▶ ACTIVITY 1
Translate this sentence from the ocean acidification passage below into French: "This project has two components."
▶ ACTIVITY 2
Extend the ocean acidification passage below by writing what comes after its last sentence.

▶ SELECTED PASSAGE
**********
Increasing concentrations of atmospheric CO2 is leading to an increased level of acidity in the oceans – ocean acidification. This could have serious long-term implications for marine ecosystems and the goods and services that they provide on a global and local (UK, European) basis. Fisheries are a particularly important service and we suspect that juvenile stages are most sensitive to changes in acidity, coupled (or otherwise) with changes in seawater temperature. As these stages are also those affected most by over fishing of mature animals, it is particularly important that we understand the potential additional stress that ocean acidification may place on these organisms and those that support them.

This project has two components. One is a combined experimental and mathematical modelling study of the impacts of increased seawater acidity and/or temperature on the survival and growth of juvenile stages of finfish and shellfish species, selected as representing UK interests in this arena. The second is a study of the socio economic implications of the impacts of these climate change-linked events on UK fisheries stocks and on non-commercial species that influence the function of marine ecosystems.
**********
▶ STUDY MATERIAL
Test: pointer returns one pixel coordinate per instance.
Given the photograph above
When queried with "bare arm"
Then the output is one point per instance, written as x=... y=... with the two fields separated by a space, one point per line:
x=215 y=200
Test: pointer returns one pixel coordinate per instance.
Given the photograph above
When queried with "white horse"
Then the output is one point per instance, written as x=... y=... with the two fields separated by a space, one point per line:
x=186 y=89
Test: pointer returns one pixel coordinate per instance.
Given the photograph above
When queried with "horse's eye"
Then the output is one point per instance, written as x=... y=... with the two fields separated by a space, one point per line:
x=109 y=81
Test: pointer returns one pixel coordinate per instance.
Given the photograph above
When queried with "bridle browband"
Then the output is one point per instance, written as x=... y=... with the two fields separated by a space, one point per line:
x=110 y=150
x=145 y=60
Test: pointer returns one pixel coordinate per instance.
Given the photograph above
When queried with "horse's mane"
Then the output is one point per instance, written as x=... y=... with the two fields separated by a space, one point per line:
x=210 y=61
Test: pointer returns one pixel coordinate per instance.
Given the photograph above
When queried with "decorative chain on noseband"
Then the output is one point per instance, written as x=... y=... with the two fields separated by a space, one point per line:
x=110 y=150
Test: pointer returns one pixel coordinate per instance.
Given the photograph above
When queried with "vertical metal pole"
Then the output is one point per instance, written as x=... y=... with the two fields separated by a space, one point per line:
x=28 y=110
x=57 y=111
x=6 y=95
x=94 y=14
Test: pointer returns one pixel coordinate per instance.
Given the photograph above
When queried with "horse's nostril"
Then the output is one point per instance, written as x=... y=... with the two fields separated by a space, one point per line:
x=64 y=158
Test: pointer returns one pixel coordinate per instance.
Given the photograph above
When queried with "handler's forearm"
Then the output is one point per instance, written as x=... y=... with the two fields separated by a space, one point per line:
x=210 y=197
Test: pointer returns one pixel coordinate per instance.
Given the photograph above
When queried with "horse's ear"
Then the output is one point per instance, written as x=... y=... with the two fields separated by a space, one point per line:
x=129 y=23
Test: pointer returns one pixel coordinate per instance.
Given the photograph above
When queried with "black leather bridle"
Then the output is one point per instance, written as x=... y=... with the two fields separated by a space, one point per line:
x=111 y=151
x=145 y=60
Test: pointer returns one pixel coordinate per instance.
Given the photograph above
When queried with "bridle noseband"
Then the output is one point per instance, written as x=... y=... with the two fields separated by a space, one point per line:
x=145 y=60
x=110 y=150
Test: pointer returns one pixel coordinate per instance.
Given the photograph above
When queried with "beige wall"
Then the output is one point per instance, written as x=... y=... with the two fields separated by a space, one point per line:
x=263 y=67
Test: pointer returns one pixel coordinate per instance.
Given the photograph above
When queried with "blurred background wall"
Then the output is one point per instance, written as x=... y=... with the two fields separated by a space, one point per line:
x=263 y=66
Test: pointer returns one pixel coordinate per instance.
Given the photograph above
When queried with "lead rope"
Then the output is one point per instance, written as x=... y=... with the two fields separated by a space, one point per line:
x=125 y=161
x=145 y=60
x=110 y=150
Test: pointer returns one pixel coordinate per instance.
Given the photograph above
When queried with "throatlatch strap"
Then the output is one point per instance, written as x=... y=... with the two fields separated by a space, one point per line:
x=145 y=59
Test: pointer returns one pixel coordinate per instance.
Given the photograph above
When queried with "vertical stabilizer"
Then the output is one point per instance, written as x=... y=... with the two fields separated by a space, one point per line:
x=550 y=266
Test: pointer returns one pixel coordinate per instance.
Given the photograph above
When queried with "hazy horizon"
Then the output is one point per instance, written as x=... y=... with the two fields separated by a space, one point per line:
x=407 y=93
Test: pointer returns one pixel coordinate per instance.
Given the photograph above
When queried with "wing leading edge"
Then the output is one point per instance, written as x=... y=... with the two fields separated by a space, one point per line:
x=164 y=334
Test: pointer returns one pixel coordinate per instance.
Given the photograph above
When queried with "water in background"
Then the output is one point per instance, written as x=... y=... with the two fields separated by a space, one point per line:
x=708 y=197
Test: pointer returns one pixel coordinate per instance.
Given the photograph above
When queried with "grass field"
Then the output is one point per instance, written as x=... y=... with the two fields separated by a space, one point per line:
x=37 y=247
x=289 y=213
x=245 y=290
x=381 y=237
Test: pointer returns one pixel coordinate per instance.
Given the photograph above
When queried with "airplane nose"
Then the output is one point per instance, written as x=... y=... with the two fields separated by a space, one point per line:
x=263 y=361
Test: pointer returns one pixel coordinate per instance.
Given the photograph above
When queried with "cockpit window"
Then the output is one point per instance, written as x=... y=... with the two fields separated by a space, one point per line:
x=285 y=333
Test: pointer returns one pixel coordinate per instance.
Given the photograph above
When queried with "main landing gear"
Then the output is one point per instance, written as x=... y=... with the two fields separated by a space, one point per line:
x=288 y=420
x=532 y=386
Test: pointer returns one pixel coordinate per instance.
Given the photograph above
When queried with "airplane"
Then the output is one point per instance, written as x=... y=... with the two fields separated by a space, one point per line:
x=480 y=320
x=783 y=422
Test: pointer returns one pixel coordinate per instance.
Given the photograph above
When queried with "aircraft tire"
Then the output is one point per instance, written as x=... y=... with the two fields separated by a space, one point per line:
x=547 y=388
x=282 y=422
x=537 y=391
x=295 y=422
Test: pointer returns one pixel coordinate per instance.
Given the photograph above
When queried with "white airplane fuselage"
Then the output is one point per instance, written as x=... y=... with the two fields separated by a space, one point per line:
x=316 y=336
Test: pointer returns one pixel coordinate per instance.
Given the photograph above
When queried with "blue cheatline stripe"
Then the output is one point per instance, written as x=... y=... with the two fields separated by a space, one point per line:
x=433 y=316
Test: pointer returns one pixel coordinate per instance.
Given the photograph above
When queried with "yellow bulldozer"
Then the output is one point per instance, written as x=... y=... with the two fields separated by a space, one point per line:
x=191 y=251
**********
▶ RESPONSE 1
Ce projet comporte deux volets.

▶ RESPONSE 2
This consortium has four science objectives:

  • To examine the physiological and behavioural responses of commercial fish and shellfish to ocean acidification and their capacity to resist and adapt
  • To ‘scale up’ from laboratory studies to population and stock level responses to ocean acidification including an analysis of possible socio-economic consequences
  • To examine how changes in planktonic and benthic food-webs, as a result of ocean acidification, impact upon the production and yields of commercial fish and shellfish stocks
  • To investigate the possible socio-economic consequences relating to ocean acidification at an ecosystem level

 

This project will assist UK government (via Defra and DECC) in delivery of statutory obligations under national legislative drivers (e.g. UK Biodiversity Action Plan, UK Marine and Coastal Access Bill). The research will inform the assessment process for the UK Regional Seas via the UKMMAS Charting Progress III in 2015 and the OSPAR Assessment Framework. This project will support the design and implementation of measures needed to achieve Good Environmental Status in UK Regional Seas.


The major outputs from this project will be:

  • Development of our current low level of understanding of the potential impacts of acidification and warming on the survival and proliferation of marine fisheries in UK waters.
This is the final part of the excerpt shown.